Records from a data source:
________________
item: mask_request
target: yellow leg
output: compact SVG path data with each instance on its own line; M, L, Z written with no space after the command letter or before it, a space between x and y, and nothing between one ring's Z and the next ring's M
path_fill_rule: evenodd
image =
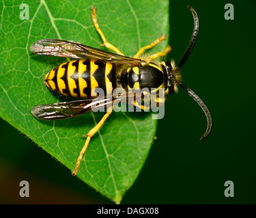
M140 55L141 55L147 49L150 49L153 48L154 46L156 46L158 43L161 42L162 40L166 39L165 35L162 35L159 38L156 39L154 41L152 44L142 47L139 52L134 55L134 59L138 59Z
M84 155L87 147L88 147L88 145L89 145L89 143L91 140L91 137L97 132L98 130L100 129L100 128L102 126L104 123L106 121L106 119L111 114L113 108L111 108L111 110L109 110L109 108L108 108L108 110L106 111L106 113L104 115L104 116L102 118L100 121L94 128L92 128L87 135L85 135L85 136L87 136L87 138L86 139L85 145L83 146L81 151L80 152L79 157L79 158L77 159L77 161L76 161L75 169L72 172L72 174L73 176L75 176L77 172L79 170L81 161L81 159L83 158L83 156Z
M121 52L117 48L115 48L113 45L111 44L109 42L106 41L102 31L100 30L100 27L98 24L97 22L97 18L96 18L96 7L91 7L91 17L92 17L92 20L94 21L94 25L95 28L96 29L97 32L100 34L104 46L105 46L106 48L113 50L116 53L120 55L124 56L124 54Z
M150 59L151 61L154 61L158 57L164 57L166 56L170 51L171 50L171 48L170 46L168 46L167 48L165 49L163 52L157 52L150 56Z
________________
Goal: Return each line unchanged, from the first line of the records through the line that contains "M84 155L87 147L88", with both included. Leave the picture out of your answer.

The solution:
item: mask_request
target: yellow leg
output: compact SVG path data with each instance on its own line; M, L, Z written with no space after the command letter or before it, a space between x and y, and nothing between one ring's Z and the next ring's M
path_fill_rule: evenodd
image =
M140 55L141 55L147 49L150 49L153 48L154 46L156 46L158 43L161 42L162 40L166 39L165 35L162 35L159 38L156 39L154 41L152 44L142 47L139 52L134 55L134 59L138 59Z
M84 155L87 147L88 147L88 145L89 145L89 143L91 140L91 137L97 132L98 130L100 129L100 128L102 126L104 123L106 121L106 119L111 114L113 108L111 108L111 110L109 110L109 108L108 108L108 110L106 111L106 113L104 115L104 116L102 118L100 121L94 128L92 128L87 135L85 135L85 136L87 136L87 138L86 139L85 145L83 146L81 151L80 152L79 157L79 158L77 159L77 161L76 161L75 169L72 172L72 174L73 176L75 176L77 172L79 170L81 161L81 159L83 158L83 156Z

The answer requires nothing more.